Problem to solve
Find each line in the two blocks of items below that contains the word "oven" and copy those lines out.

Exercise data
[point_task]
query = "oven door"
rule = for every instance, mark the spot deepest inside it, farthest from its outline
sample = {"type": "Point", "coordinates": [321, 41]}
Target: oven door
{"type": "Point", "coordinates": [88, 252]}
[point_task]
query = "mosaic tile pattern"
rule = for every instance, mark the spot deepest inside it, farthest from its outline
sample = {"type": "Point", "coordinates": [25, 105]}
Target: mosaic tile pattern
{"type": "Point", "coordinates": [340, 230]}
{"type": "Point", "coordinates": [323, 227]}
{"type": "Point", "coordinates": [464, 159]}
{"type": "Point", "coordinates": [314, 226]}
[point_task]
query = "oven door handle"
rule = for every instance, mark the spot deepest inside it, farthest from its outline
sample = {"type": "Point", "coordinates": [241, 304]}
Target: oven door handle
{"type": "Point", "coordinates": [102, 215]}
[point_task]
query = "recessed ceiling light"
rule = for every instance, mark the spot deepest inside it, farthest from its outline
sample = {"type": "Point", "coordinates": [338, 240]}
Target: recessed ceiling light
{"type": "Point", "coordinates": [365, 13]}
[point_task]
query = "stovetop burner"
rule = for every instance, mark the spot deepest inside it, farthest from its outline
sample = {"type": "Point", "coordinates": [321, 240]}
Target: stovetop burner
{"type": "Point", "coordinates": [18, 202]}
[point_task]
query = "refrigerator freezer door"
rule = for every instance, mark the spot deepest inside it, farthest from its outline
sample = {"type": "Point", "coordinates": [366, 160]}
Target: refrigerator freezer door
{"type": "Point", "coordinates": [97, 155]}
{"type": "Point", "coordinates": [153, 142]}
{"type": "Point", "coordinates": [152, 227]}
--
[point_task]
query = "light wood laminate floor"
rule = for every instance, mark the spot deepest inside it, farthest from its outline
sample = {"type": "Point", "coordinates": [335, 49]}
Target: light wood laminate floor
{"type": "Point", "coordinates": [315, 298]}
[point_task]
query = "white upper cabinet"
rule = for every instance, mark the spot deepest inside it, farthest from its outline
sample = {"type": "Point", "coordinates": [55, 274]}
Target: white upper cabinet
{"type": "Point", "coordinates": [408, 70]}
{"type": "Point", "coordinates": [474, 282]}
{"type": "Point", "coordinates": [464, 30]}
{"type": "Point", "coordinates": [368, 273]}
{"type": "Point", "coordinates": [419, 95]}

Response
query = "oven door"
Target: oven door
query = "oven door handle"
Target: oven door handle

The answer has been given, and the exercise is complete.